>>>>

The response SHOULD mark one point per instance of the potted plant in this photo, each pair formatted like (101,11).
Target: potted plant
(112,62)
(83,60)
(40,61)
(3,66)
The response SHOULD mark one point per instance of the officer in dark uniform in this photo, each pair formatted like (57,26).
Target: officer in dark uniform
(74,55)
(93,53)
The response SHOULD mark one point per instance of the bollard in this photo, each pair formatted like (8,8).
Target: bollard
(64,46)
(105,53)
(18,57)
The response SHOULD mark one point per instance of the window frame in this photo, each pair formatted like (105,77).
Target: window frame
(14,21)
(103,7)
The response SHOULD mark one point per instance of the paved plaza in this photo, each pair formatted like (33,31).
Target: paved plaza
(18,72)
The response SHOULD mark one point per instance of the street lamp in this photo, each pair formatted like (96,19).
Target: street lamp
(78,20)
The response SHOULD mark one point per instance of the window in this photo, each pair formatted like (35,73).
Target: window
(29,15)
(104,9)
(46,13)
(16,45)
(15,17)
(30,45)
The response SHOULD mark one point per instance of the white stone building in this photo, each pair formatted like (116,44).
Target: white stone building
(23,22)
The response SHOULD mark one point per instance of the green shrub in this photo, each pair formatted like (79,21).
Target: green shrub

<<<<

> _EXERCISE BRIEF_:
Report all lines of the data above that include the string "green".

> _SOLUTION_:
The response SHOULD mark one point per instance of the green shrub in this photo, each pair formatted like (79,21).
Target: green shrub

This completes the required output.